* [SHORT TASK 1] Quote the LPG article between "While consumers may" and "along Gataka road.", inclusive.

* [EXTRACT]
Why punitive LPG rules are least of illegal dealers’ worries

Gas cylinders on display in Nairobi during an awareness campaign on the new regulations on LPG where leaders urged their members to comply with regulations. PHOTO | FILE | NATION MEDIA GROUP

What you need to know:

  • Letters written by dealers to authorities, including the police, list at least 34 sites spread across the country, half of them in Nairobi and its environs.
  • Illegal refillers will have evaded both the cost of manufacturing a cylinder and that of checking each of the valves for safety.

While consumers may have been saved from the kitchen raid plotted by the Treasury that would have seen the price of Liquefied Petroleum Gas (LPG) rise by at least 14 per cent from the Value Added Tax, another assault stalks them on the safety of the gas they use.

Smart Company has established that a number of bulk LPG refilling plants have emerged in residential areas, near schools, churches, and in some cases, government premises, creating waiting disasters as a cartel of dealers seeks to drive informality into the sector with little regard to user safety.

In Rongai, one such plant is sandwiched between a popular school with over two thousand students and a chief’s camp. Residents are no wiser on what goes on behind the tall, blue, unmarked gate with a tall, secured concrete fence along Gataka road.

Letters written by dealers to authorities, including the police, list at least 34 sites spread across the country, half of them in Nairobi and its environs.

* [GIVEN RECORDS]
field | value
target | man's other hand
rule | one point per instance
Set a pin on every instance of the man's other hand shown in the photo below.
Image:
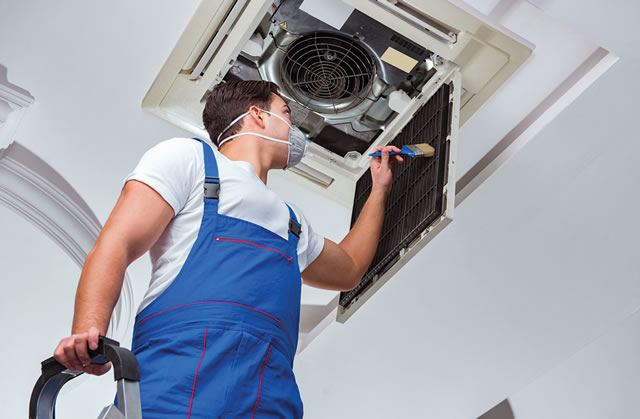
(381, 168)
(73, 352)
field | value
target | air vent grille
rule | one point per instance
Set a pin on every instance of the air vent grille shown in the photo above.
(327, 72)
(416, 199)
(410, 46)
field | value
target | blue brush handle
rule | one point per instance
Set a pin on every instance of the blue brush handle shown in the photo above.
(404, 150)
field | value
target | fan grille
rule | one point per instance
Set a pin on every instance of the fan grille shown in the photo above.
(327, 72)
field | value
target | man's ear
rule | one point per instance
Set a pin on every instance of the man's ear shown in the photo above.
(254, 114)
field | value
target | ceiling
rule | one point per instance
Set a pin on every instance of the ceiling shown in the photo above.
(539, 261)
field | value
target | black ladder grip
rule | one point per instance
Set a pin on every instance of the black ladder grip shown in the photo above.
(108, 350)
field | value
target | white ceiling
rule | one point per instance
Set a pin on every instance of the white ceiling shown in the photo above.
(539, 261)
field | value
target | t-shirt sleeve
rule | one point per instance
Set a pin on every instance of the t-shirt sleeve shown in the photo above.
(310, 244)
(169, 168)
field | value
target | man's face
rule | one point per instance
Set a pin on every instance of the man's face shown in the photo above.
(275, 126)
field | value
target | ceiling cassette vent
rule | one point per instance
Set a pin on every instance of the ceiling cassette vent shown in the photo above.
(357, 74)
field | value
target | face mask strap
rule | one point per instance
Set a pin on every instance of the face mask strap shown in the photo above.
(229, 126)
(253, 133)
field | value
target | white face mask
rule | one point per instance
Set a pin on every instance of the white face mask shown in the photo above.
(297, 141)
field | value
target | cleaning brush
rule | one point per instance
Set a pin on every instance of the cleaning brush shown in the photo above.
(412, 150)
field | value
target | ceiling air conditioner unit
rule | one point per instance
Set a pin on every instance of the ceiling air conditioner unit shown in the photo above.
(357, 74)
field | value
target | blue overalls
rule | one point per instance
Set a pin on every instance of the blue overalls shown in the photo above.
(219, 342)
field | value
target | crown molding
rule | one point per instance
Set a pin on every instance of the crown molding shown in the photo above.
(35, 191)
(14, 102)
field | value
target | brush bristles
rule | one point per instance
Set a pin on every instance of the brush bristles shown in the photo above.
(422, 150)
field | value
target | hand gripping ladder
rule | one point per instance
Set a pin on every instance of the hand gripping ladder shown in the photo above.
(55, 375)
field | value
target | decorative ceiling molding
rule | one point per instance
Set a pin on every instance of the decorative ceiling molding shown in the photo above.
(35, 191)
(14, 102)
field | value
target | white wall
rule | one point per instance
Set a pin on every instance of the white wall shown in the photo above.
(600, 381)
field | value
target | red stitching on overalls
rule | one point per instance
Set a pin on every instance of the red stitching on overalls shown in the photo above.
(257, 245)
(226, 302)
(260, 387)
(204, 346)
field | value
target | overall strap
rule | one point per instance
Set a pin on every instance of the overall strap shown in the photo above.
(211, 178)
(295, 228)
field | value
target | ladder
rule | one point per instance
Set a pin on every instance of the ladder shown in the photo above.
(55, 375)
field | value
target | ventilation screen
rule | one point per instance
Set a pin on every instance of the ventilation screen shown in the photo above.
(416, 199)
(327, 72)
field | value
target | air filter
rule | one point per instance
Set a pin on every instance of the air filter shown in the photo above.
(327, 72)
(416, 199)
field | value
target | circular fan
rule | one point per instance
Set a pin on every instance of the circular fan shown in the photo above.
(327, 72)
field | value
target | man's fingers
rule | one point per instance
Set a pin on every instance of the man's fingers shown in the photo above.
(385, 159)
(72, 358)
(93, 338)
(80, 342)
(60, 356)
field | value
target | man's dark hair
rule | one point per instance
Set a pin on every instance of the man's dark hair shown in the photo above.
(229, 100)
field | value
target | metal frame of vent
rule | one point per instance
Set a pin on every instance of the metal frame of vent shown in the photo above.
(422, 201)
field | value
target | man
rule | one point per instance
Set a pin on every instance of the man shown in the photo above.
(216, 332)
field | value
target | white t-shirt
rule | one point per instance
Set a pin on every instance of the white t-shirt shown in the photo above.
(175, 169)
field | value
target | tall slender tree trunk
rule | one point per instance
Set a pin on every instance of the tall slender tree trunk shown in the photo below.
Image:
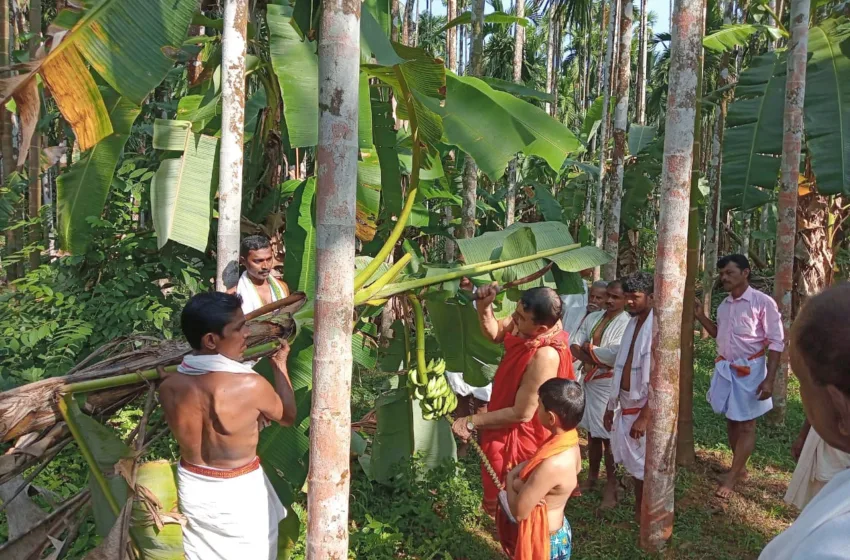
(640, 112)
(685, 453)
(336, 155)
(786, 225)
(551, 45)
(36, 232)
(614, 190)
(603, 129)
(470, 170)
(234, 45)
(656, 524)
(451, 37)
(519, 45)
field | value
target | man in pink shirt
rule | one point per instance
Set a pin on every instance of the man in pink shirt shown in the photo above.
(750, 342)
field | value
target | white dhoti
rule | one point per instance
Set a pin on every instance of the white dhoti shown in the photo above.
(819, 462)
(228, 518)
(597, 391)
(628, 451)
(734, 388)
(464, 389)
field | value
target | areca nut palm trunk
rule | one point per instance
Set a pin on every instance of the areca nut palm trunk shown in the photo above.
(603, 127)
(233, 50)
(470, 169)
(614, 190)
(451, 36)
(336, 200)
(657, 512)
(640, 110)
(519, 45)
(34, 171)
(786, 226)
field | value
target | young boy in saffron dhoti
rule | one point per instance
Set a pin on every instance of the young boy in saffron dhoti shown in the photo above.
(627, 415)
(748, 327)
(820, 358)
(257, 286)
(596, 345)
(538, 489)
(213, 405)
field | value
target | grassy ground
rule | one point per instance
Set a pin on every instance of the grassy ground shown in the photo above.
(705, 527)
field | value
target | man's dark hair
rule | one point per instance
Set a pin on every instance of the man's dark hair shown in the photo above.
(253, 243)
(820, 332)
(639, 282)
(565, 398)
(740, 261)
(544, 304)
(208, 313)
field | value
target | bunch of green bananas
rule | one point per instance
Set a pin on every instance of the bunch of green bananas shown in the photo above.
(432, 390)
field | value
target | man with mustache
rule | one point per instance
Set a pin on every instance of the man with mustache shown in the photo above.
(596, 345)
(748, 327)
(257, 286)
(627, 415)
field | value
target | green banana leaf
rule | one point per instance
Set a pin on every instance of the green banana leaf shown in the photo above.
(300, 239)
(731, 35)
(753, 138)
(124, 42)
(462, 344)
(402, 432)
(82, 189)
(640, 137)
(827, 105)
(182, 189)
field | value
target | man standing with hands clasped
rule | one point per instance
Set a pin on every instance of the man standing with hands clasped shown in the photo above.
(748, 327)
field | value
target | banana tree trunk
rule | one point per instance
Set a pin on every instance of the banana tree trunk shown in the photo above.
(36, 232)
(656, 525)
(234, 45)
(640, 112)
(603, 129)
(519, 44)
(786, 225)
(614, 191)
(336, 197)
(470, 169)
(685, 454)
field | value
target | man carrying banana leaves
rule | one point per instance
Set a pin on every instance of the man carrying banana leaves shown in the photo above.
(536, 350)
(213, 406)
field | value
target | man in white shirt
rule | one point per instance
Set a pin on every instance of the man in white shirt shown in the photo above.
(819, 358)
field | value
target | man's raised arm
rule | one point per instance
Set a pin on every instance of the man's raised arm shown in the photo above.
(278, 405)
(492, 328)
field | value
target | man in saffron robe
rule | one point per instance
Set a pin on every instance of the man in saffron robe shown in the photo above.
(539, 488)
(536, 350)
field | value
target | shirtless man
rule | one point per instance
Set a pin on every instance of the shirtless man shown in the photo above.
(748, 327)
(213, 406)
(539, 488)
(536, 350)
(627, 415)
(257, 286)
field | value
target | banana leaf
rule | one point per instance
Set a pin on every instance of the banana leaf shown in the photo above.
(827, 105)
(752, 144)
(82, 189)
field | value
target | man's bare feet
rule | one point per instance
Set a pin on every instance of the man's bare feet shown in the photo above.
(609, 494)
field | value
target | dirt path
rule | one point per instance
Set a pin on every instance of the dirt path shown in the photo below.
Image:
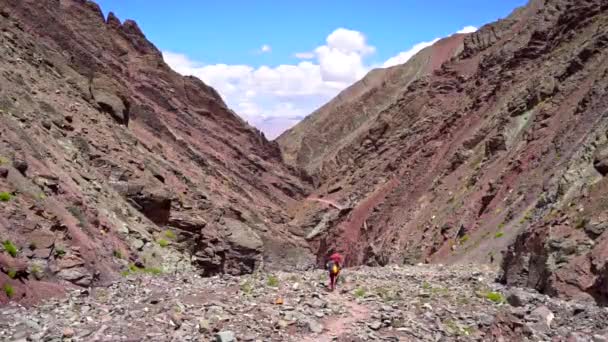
(320, 200)
(336, 326)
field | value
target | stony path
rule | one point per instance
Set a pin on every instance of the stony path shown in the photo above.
(426, 303)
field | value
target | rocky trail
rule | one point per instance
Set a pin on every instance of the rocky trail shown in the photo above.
(414, 303)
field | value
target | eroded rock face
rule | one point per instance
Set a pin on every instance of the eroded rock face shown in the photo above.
(521, 106)
(600, 161)
(114, 162)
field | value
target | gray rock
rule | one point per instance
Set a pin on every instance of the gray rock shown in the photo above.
(314, 326)
(204, 326)
(517, 297)
(225, 336)
(600, 161)
(543, 315)
(600, 338)
(79, 276)
(104, 91)
(376, 325)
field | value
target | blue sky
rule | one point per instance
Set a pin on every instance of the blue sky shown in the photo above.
(276, 61)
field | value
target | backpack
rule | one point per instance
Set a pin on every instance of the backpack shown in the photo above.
(333, 267)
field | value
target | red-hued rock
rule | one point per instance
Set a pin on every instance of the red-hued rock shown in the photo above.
(115, 150)
(519, 104)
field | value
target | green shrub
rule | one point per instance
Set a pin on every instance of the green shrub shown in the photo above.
(133, 269)
(36, 270)
(117, 254)
(581, 223)
(495, 297)
(153, 270)
(272, 281)
(10, 248)
(59, 252)
(5, 196)
(247, 287)
(8, 290)
(359, 292)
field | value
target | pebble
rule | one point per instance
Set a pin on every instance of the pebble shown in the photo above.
(391, 309)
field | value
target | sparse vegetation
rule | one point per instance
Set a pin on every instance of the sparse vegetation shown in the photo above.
(133, 269)
(5, 196)
(272, 281)
(10, 248)
(527, 217)
(495, 297)
(581, 223)
(247, 287)
(8, 290)
(117, 254)
(387, 295)
(59, 252)
(458, 330)
(36, 270)
(359, 292)
(12, 274)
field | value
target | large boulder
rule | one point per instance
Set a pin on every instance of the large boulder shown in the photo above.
(153, 202)
(231, 247)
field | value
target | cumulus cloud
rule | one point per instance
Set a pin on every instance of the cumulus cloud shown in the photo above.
(404, 56)
(276, 98)
(304, 55)
(467, 29)
(265, 48)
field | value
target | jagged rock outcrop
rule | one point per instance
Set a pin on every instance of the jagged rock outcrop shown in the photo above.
(112, 161)
(506, 139)
(355, 109)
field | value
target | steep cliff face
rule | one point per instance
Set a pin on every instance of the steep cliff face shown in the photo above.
(111, 159)
(354, 110)
(501, 146)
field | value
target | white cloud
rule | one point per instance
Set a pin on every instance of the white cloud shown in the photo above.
(265, 48)
(467, 29)
(404, 56)
(304, 55)
(276, 98)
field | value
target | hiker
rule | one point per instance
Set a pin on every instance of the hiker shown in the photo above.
(334, 267)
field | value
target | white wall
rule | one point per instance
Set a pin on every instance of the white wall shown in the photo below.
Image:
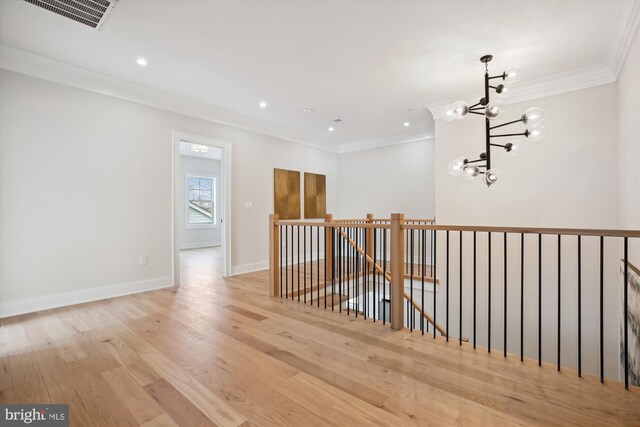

* [SHORT TASK 2] Pick out every line of the records containing the word "sparse", and copy each one. Case counts.

* [TASK SOLUTION 1]
While consumers may have been saved from the kitchen raid plotted by the Treasury that would have seen the price of Liquefied Petroleum Gas (LPG) rise by at least 14 per cent from the Value Added Tax, another assault stalks them on the safety of the gas they use.

Smart Company has established that a number of bulk LPG refilling plants have emerged in residential areas, near schools, churches, and in some cases, government premises, creating waiting disasters as a cartel of dealers seeks to drive informality into the sector with little regard to user safety.

In Rongai, one such plant is sandwiched between a popular school with over two thousand students and a chief’s camp. Residents are no wiser on what goes on behind the tall, blue, unmarked gate with a tall, secured concrete fence along Gataka road.

* [TASK SOLUTION 2]
target | sparse vegetation
Set a pin on every instance of the sparse vegetation shown in the photo above.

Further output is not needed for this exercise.